--- Direction ---
Recast every line of the listing below as a JSON array of strings, one string per line, skipping blank lines and leaving out the pictures.

Dataset records on where objects are located
——————————

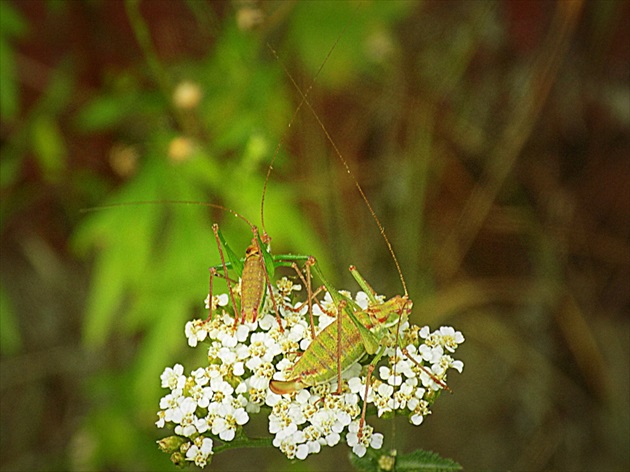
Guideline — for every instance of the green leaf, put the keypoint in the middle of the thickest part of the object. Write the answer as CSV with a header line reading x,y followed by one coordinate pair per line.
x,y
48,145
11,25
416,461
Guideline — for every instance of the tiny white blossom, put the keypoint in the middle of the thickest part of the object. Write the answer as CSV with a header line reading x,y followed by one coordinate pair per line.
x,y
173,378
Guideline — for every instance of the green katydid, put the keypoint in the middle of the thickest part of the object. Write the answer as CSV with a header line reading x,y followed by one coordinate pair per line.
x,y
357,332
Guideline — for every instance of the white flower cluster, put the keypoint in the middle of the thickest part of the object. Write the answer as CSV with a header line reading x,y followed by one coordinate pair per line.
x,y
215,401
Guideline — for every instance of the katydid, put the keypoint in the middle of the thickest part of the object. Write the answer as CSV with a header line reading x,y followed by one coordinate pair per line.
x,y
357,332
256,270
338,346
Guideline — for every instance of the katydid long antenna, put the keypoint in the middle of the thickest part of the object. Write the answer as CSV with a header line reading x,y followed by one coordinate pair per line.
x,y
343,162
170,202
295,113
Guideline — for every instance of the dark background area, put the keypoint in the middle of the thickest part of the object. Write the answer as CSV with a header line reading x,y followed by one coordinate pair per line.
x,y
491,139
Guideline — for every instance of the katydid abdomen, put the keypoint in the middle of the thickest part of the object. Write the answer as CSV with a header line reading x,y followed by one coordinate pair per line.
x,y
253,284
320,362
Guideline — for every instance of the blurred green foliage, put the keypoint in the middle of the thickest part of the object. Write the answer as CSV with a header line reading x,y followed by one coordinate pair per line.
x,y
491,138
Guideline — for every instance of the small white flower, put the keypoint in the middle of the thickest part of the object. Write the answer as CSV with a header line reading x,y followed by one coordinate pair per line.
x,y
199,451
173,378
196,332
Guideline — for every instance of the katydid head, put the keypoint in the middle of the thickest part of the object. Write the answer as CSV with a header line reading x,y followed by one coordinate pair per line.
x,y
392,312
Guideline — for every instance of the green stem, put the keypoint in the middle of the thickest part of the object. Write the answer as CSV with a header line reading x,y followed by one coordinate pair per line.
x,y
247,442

——————————

--- Task result ---
[
  "Guideline — for every instance of the green leaf, put the keypoint in the middle of the thickest part of the object. Write the answer as CSV with a header line reading x,y followed by one coordinate pair per line.",
  "x,y",
  "48,145",
  "11,25",
  "416,461",
  "Guideline — for every instance of the tiny white blossom, put the keypoint in the middle of the thickest part of the object. Write the answer as CSV with a header line reading x,y followed by one coordinate pair per line.",
  "x,y",
  "173,378",
  "Guideline — for every instance of the green katydid, put the keypoint in the middle of the thickest part of the object. Write the answer as CSV with a header line reading x,y followed by one coordinate pair per line.",
  "x,y",
  "357,332",
  "Guideline — for every instance of the white flower cluster, put the keypoint in the middle of the thickest part of the object. Write the answer as CSV with a header line reading x,y followed by one coordinate pair per line.",
  "x,y",
  "215,401",
  "Guideline — for every instance of the katydid, put the keypoint in the middle of the thickest part of the object. Write the answer as CSV with a header line reading x,y followed by one coordinate pair per line.",
  "x,y",
  "357,332",
  "256,270",
  "338,346",
  "Guideline — for every instance of the katydid long antenna, put the keypoint in the middle of the thickest part of the object. Write the answer as CSV with a header line reading x,y followed by one coordinate pair per line.",
  "x,y",
  "343,162",
  "170,202",
  "295,113",
  "Guideline — for every instance of the dark background area, put the keypoint in the middle of the thickest part of the object. Write the answer as CSV with a header line reading x,y followed by one coordinate pair per line.",
  "x,y",
  "491,139",
  "Guideline — for every instance of the katydid abdomen, put the keypoint in the middle of the thickest part of the object. Write the answer as CSV with a header line reading x,y followed by one coordinate pair per line.",
  "x,y",
  "253,284",
  "320,362",
  "Guideline — for every instance of the blurred green foliage, put the keypoint in the middle of the thickest part of the object. Write the answer as CSV with a header line reading x,y followed by one coordinate pair per line.",
  "x,y",
  "491,138",
  "Guideline — for every instance of the small white flower, put the keypoint in the middle of the thickest part of the object. Write the answer as CSV with a header line reading x,y followed by one coordinate pair per line.",
  "x,y",
  "199,451",
  "173,378",
  "196,332",
  "Guideline — for every instance of the katydid head, put the keypoint in the middle of the thickest part of the object. Write the answer as CSV with a header line reading x,y followed by one coordinate pair per line.",
  "x,y",
  "392,312",
  "Guideline — for every instance of the green stem, put the keypoint in the middle of the thickest part of the object. Write the answer as CSV with a header line reading x,y followed by one coordinate pair per line.",
  "x,y",
  "247,442"
]